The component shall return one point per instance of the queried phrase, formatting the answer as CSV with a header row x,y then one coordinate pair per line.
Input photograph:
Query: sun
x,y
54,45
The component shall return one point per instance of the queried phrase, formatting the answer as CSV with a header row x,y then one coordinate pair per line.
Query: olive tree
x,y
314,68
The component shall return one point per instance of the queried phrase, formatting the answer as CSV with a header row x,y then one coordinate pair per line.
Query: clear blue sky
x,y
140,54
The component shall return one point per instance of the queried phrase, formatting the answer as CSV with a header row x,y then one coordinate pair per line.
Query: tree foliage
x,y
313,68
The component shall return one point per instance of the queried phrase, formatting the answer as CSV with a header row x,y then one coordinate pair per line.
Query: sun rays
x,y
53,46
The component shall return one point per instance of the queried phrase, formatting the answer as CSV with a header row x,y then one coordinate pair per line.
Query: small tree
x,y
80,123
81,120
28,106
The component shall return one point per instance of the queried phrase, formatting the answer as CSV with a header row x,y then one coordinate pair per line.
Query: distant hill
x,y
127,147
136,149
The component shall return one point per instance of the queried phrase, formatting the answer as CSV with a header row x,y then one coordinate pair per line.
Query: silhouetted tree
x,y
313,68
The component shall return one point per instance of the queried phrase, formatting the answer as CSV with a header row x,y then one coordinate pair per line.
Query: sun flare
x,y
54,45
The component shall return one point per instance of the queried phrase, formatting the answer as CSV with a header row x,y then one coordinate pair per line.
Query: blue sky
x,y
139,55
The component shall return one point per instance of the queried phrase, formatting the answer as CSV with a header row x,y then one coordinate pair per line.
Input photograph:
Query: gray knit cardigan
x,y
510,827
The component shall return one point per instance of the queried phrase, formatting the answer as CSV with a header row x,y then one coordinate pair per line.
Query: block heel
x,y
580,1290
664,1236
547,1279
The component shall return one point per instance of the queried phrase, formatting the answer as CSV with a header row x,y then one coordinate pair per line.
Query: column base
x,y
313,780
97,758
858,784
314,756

**WHAT THE EXERCISE ASKS:** Please repeat the data in full so that nothing differs from the original.

**EXERCISE ANSWER:**
The component shall return one point per instance of the queried phrase, formatting the answer as CSV with a header row x,y then one coordinate pair per line.
Input photograph:
Query: sun
x,y
54,45
The component shall return one point per instance of the queried phrase, formatting the answer as CSV with a header row x,y then one coordinate pair per line.
Query: olive tree
x,y
314,68
The component shall return one point per instance of the queried phrase, formatting the answer as CSV with a header row x,y then one coordinate pair per line.
Query: clear blue sky
x,y
140,54
The component shall return one point per instance of the queried phrase, formatting the answer as CSV with a header row x,y then one coordinate pair per line.
Query: tree foliage
x,y
313,68
The component shall return one point per instance of the queried phrase, formatting the answer as CSV with a header row x,y then one coordinate pair per line.
Query: sun rays
x,y
53,46
The component shall return one point per instance of the queried phrase, formatting the answer as CSV with a header row x,y then one coordinate pair per line.
Query: small tree
x,y
80,123
81,120
28,106
The component shall return one point per instance of the queried phrase, formatting the answer as CSV with a header row x,y then one coordinate pair per line.
Query: distant hill
x,y
127,147
136,149
The component shall return one point per instance of the queried phrase, formatting the answer as CSV with a header row x,y then one coordinate pair per line.
Query: silhouetted tree
x,y
313,68
The component shall return one point per instance of the queried phrase, formatting the answer as CSV with a header row x,y then one coordinate pair per line.
Query: sun flare
x,y
54,45
The component shall return one point per instance of the queried phrase, formatting the answer as CSV with a header row x,y then one coordinate pair per line.
Query: blue sky
x,y
139,55
The component shall return one point per instance of the queried phrase, formatting the answer as CSV with a header row x,y then one coordinate pair per line.
Input photograph:
Query: gray knit cardigan
x,y
510,827
The component shall return one point per instance of the queried phrase, formatting the answer as CSV with a header row x,y then one coordinate pair per line.
Query: block heel
x,y
580,1290
664,1236
547,1279
The component shall return one point per instance of the queried phrase, formatting the answer as CSV with a header row x,y then one coordinate pair per line.
Query: column base
x,y
313,780
97,758
858,784
314,756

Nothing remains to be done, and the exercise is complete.